• "insan özgür olabiliyorsa,
    kişi olabilmiş demektir...

    özgür insan, kişidir.

    kişi, özgürleşmiş insandır."*
  • özneliğin öznenin kendi özgürlüğünü talep etmesiyle birlikte edimsel hale gelişi kişilikle neticelenir. kişi özne olduğunun farkında olan, kendine varlığına dönük hak talep edendir. buradaki farkındalık, istencinin soyut ve fakat mutlak özgürlüğünün farkındalıktır. ben olarak ben, bir istenç, bir arzu, bir atılım haliyim. istencim en saf haliyle sınırsız, dolayımsız bir uzanış. ikarus gibi.

    ama ben aynı zamanda belli bir kişiyim. boyum belli posum belli. yüzgecim yok, kanadım yok. aynı anda sonsuz arzum da yok. sonluyum ben. ikarus gibi.

::::::::::

Verilen görev A:
Gösterilen metinde "ama ben aynı" sözlerinin bulunduğu yerden başlayıp "ben. ikarus gibi." sözlerinden sonra durarak o bölümü yeniden yaz. Bölümde "yüzgecim" ifadesini "pençem" ile değiştir.

::::::::::

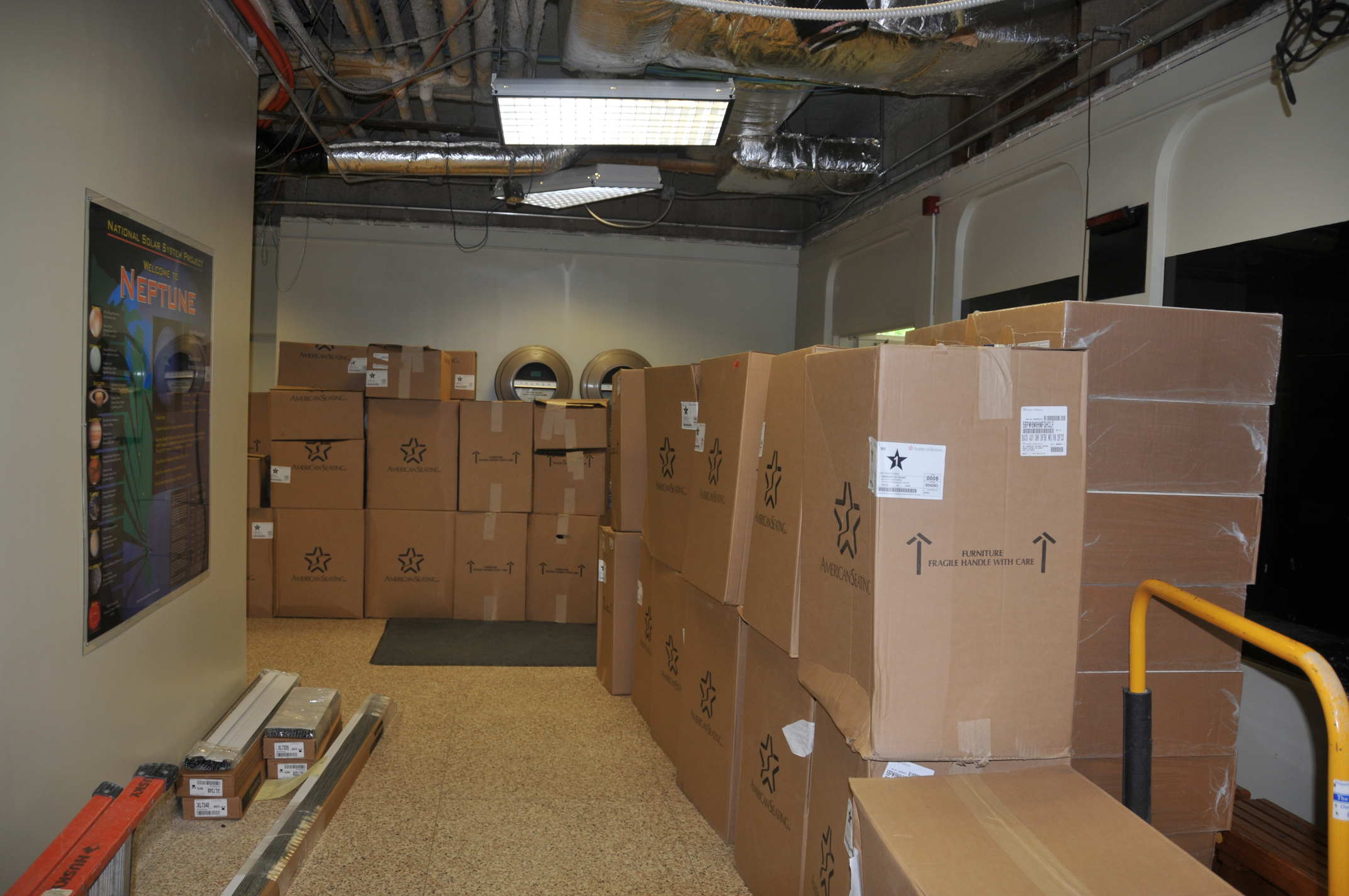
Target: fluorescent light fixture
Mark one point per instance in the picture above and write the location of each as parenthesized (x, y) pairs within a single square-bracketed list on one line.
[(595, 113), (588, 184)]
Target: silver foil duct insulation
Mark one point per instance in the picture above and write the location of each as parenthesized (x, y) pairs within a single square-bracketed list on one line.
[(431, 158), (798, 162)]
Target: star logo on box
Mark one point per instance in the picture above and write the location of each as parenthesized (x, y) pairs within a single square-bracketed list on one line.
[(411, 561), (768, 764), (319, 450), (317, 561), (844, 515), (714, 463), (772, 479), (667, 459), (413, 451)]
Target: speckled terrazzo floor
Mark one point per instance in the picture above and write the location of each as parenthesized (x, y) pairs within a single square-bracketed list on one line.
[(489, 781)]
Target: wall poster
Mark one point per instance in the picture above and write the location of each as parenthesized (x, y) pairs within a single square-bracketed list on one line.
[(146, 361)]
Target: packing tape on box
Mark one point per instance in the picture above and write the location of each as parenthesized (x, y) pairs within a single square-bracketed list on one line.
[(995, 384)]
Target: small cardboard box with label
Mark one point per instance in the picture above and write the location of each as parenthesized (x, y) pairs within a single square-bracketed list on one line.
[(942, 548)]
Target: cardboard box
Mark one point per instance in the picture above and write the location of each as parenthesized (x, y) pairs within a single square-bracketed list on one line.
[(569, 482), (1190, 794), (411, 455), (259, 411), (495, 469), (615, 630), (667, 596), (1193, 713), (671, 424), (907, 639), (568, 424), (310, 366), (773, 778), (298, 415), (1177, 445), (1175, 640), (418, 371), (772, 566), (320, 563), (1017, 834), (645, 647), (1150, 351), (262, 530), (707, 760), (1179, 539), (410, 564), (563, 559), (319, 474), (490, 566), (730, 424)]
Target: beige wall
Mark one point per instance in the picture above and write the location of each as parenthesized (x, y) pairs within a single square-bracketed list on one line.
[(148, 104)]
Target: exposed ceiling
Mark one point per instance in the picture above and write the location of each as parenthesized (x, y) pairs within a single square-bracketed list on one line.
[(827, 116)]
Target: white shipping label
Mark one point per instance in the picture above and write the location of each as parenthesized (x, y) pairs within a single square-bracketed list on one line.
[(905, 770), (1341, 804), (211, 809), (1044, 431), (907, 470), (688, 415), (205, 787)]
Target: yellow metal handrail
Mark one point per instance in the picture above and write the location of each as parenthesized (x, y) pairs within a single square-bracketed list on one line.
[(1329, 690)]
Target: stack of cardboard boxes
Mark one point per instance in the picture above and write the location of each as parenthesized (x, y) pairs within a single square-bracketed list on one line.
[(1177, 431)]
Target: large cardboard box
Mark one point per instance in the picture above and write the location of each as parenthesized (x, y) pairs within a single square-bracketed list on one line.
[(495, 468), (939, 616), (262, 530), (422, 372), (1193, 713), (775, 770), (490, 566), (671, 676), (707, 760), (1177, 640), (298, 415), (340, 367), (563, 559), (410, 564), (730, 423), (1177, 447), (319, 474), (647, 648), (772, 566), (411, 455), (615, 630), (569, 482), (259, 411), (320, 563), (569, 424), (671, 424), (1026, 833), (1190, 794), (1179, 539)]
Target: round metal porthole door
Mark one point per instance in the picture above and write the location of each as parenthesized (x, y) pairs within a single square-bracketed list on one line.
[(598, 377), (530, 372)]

::::::::::

Verilen görev B:
Lütfen listenin başından başlayıp "[(148, 104)]" bulunan satırdan sonra durarak listedeki satırları aynen yazdır. Resimleri yanıta koyma.

Beklenen yanıt A:
ama ben aynı zamanda belli bir kişiyim. boyum belli posum belli. pençem yok, kanadım yok. aynı anda sonsuz arzum da yok. sonluyum ben. ikarus gibi.

Beklenen yanıt B:
Target: fluorescent light fixture
Mark one point per instance in the picture above and write the location of each as parenthesized (x, y) pairs within a single square-bracketed list on one line.
[(595, 113), (588, 184)]
Target: silver foil duct insulation
Mark one point per instance in the picture above and write the location of each as parenthesized (x, y) pairs within a single square-bracketed list on one line.
[(431, 158), (798, 162)]
Target: star logo on box
Mark one point per instance in the picture above and write the location of each as parenthesized (x, y) pairs within a single square-bracketed list on one line.
[(411, 561), (768, 764), (319, 450), (317, 561), (844, 515), (714, 463), (772, 479), (667, 459), (413, 451)]
Target: speckled terrazzo floor
Mark one point per instance in the picture above and write the location of each as parenthesized (x, y) pairs within a single square-bracketed list on one line.
[(489, 781)]
Target: wall poster
Mark one point per instance in the picture above and write the location of each as parenthesized (x, y) pairs within a single square-bracketed list on one line.
[(146, 361)]
Target: packing tape on box
Mark one point per instance in the picture above and write the location of each as parenthesized (x, y) pairs within a single square-bracketed list on one line.
[(995, 384)]
Target: small cardboard box with label
Mark one point per instance in the picture above and write the location of each as parenthesized (x, y) pairs within a single square-bracketed list on one line.
[(942, 548)]
Target: cardboard box
Mark one point per instance in the picture above and write the location of each as parenthesized (x, y) pairs within a single square-bracketed list on one line.
[(569, 482), (1190, 794), (411, 455), (259, 411), (495, 469), (615, 630), (667, 596), (1193, 713), (671, 424), (907, 639), (568, 424), (310, 366), (773, 778), (298, 415), (1177, 445), (1175, 640), (418, 371), (772, 566), (320, 563), (1017, 834), (645, 647), (1150, 351), (262, 530), (707, 760), (1179, 539), (410, 564), (563, 559), (319, 474), (490, 566), (730, 424)]
Target: beige wall
Mark one point per instance in the picture above and write the location of each as parenthesized (x, y) pairs within a single square-bracketed list on one line.
[(148, 104)]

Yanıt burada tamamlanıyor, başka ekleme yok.